Collected data:
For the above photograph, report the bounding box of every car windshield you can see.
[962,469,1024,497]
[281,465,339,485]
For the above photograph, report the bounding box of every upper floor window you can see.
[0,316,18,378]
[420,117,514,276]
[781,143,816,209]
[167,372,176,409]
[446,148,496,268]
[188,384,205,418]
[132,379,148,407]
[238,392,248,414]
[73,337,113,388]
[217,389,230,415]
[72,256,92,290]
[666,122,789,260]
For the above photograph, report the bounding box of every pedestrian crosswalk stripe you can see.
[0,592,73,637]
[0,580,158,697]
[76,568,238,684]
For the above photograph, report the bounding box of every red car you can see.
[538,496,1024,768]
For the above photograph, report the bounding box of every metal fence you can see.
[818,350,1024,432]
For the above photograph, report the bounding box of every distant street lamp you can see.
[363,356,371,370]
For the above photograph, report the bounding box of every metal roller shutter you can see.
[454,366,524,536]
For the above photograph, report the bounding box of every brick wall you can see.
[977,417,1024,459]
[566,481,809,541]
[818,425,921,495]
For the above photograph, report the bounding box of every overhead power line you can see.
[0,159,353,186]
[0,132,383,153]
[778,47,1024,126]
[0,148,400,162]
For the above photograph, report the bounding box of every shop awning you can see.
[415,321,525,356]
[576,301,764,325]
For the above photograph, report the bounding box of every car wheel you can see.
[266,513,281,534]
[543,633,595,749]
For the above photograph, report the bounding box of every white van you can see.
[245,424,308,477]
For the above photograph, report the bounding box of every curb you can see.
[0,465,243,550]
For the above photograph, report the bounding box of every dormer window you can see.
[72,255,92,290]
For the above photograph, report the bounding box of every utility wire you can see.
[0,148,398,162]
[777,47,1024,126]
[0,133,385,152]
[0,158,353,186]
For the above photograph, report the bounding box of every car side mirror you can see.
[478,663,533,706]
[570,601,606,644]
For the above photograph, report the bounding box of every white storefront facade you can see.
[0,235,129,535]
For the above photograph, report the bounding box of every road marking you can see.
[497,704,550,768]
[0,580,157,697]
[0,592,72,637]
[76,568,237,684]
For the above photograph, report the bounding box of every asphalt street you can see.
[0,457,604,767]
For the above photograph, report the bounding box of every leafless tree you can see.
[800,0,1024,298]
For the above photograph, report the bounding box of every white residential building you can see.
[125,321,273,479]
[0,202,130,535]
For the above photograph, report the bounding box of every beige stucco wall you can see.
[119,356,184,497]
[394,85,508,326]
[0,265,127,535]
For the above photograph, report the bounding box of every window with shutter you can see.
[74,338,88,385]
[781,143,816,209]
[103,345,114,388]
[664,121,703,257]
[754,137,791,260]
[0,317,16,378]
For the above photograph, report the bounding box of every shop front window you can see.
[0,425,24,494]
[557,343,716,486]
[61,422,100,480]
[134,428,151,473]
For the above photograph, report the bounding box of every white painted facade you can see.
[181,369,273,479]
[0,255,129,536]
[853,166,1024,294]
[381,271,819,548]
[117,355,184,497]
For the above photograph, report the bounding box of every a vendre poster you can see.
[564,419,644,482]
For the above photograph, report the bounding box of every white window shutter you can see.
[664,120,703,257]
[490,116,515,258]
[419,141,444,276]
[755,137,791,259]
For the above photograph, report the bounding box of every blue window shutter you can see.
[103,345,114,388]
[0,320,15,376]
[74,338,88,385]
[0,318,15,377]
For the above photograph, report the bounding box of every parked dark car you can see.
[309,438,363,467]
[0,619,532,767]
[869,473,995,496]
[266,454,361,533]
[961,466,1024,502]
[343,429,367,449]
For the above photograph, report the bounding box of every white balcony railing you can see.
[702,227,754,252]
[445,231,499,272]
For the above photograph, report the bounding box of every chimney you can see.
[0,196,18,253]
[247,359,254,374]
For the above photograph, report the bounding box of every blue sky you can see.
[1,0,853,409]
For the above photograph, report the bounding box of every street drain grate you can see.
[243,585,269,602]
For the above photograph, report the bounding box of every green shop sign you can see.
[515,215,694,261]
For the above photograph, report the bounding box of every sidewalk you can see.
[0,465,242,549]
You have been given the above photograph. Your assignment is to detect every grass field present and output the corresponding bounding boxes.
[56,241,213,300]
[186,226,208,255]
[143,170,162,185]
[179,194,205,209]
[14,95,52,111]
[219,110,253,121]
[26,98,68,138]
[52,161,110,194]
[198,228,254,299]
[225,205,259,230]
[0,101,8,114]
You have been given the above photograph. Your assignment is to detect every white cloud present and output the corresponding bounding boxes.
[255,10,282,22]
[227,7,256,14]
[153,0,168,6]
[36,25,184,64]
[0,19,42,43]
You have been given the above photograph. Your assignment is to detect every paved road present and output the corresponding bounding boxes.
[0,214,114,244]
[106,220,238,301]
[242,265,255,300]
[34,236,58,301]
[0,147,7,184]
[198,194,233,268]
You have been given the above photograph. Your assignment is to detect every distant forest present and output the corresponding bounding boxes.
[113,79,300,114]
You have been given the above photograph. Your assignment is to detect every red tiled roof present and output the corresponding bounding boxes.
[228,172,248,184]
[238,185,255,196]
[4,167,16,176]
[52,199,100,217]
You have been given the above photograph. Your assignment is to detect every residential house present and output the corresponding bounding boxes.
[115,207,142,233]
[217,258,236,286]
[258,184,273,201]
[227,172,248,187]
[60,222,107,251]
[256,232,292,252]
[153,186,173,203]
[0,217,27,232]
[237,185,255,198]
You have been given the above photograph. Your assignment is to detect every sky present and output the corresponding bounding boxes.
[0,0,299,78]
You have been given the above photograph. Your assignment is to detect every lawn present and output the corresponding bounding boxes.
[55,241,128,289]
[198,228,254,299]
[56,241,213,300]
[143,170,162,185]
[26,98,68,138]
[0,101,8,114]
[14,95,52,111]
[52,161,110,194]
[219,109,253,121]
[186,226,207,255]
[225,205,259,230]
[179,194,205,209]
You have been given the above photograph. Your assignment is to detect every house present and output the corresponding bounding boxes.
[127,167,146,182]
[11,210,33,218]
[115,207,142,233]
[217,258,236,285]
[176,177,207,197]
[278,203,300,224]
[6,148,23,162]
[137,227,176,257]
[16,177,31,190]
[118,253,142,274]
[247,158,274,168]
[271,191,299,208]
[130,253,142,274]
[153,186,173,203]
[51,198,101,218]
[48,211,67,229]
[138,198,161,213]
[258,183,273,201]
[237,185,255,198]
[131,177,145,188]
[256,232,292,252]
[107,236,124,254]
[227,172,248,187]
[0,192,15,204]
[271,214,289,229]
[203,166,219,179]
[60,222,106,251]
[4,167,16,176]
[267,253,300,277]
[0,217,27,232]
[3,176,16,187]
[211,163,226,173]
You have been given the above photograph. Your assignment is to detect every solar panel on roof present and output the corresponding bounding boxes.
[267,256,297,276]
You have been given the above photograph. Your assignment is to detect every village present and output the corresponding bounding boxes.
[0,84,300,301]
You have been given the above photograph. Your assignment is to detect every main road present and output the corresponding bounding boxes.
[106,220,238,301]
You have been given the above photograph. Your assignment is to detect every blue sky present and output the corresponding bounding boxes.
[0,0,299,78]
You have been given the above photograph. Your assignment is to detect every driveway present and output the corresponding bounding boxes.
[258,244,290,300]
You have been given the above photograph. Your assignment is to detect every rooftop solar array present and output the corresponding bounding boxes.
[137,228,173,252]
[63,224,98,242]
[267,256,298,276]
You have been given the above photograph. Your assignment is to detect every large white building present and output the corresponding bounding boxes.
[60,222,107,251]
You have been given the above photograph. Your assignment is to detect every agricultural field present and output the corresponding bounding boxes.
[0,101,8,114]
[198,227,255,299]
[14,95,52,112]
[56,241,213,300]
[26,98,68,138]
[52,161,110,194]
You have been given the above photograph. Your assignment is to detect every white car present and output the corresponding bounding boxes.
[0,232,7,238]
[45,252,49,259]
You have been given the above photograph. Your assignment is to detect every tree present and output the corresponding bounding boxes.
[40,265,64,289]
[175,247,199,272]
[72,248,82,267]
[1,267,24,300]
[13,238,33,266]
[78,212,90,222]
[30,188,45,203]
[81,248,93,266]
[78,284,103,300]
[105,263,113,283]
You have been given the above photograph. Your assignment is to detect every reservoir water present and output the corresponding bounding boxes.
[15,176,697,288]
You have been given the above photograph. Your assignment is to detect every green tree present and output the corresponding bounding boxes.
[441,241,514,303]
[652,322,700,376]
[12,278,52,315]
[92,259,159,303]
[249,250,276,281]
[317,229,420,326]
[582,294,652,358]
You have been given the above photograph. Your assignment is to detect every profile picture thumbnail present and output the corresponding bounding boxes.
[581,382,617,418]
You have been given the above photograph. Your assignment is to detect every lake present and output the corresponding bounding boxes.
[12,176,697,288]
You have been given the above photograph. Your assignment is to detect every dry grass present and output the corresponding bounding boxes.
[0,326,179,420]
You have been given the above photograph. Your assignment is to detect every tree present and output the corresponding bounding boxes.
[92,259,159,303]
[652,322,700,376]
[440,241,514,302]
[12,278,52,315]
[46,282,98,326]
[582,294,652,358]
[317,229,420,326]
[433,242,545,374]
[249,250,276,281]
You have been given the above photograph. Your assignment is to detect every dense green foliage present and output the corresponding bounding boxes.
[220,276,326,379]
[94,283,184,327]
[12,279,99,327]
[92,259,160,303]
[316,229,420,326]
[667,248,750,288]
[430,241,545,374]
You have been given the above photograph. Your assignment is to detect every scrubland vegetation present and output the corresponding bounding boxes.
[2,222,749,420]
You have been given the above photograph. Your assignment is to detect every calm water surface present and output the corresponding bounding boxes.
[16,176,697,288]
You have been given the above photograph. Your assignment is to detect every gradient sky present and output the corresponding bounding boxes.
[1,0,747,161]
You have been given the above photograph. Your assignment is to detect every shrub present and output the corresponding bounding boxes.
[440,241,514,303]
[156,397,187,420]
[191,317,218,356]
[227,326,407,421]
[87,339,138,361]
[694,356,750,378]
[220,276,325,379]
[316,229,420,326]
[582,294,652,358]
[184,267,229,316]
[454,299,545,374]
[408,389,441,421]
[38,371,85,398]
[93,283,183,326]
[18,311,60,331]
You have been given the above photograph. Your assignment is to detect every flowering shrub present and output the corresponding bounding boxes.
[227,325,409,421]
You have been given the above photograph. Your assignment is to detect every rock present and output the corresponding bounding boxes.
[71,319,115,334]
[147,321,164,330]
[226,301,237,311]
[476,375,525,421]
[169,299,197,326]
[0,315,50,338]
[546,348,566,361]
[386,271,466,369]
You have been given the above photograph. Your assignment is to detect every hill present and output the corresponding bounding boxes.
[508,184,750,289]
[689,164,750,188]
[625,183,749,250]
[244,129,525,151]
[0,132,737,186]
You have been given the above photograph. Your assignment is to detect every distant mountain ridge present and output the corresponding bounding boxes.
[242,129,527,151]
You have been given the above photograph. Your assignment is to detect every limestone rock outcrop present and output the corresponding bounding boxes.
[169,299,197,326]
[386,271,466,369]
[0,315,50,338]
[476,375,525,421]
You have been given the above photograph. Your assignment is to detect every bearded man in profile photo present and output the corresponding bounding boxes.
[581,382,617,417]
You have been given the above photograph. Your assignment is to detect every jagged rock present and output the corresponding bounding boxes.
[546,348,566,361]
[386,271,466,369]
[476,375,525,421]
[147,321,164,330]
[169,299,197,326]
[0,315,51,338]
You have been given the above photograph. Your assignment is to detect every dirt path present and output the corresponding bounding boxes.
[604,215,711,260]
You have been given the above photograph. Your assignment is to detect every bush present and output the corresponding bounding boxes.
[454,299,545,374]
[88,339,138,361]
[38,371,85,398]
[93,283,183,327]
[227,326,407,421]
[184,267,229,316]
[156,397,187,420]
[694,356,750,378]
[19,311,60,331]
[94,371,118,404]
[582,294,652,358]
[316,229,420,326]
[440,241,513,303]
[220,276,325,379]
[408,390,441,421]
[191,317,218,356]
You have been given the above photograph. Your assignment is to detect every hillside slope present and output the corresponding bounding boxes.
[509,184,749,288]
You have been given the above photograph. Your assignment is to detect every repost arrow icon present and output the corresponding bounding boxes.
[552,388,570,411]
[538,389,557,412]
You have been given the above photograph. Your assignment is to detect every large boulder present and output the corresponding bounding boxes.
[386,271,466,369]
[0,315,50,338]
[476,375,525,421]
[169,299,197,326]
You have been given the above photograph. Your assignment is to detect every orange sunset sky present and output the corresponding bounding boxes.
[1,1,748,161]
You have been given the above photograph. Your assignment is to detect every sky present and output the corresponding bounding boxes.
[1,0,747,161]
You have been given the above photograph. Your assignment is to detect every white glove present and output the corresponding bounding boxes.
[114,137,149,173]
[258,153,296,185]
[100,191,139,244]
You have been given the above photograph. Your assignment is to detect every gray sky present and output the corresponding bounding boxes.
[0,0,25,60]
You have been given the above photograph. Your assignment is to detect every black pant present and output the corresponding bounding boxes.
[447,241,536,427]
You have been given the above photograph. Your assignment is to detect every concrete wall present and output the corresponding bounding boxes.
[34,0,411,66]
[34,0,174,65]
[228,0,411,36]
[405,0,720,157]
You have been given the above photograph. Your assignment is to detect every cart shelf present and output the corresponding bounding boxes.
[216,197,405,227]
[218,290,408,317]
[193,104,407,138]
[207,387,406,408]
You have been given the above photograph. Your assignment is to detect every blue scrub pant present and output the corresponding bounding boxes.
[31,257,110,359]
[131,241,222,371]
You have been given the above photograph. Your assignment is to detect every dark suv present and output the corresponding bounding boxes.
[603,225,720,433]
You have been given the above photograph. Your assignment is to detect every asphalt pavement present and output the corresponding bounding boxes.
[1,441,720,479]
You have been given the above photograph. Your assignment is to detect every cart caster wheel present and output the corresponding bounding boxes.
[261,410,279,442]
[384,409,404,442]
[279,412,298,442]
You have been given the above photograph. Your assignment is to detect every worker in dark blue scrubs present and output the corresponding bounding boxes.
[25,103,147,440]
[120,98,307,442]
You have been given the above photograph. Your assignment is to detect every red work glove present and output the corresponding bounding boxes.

> TASK PROMPT
Exactly and only the lines from the line containing "suv present and output the corresponding bounding boxes." through the final line of the records above must be returned.

> TASK OUTPUT
You have been given the above photograph. Your assignment is to detect every dark suv present and output the corresponding bounding boxes.
[603,225,720,433]
You have been given the above photograph. Your assignment is to detect every asphalt pavement present and output the corresponding bounding boxes.
[1,441,720,479]
You have been given the above photograph. Your assignment is to detect every cart caster wheel present and output the corresponding bounding boxes.
[261,410,279,442]
[384,409,404,442]
[279,412,298,442]
You have been given the above photograph. Your assignment is to detect every worker in dark blue scrubs present and output the corresponding bounding boxes.
[25,103,147,440]
[120,98,307,442]
You have been given the above photograph. Your assignment is to detect every red work glove present and output the corresponding bounding boxes.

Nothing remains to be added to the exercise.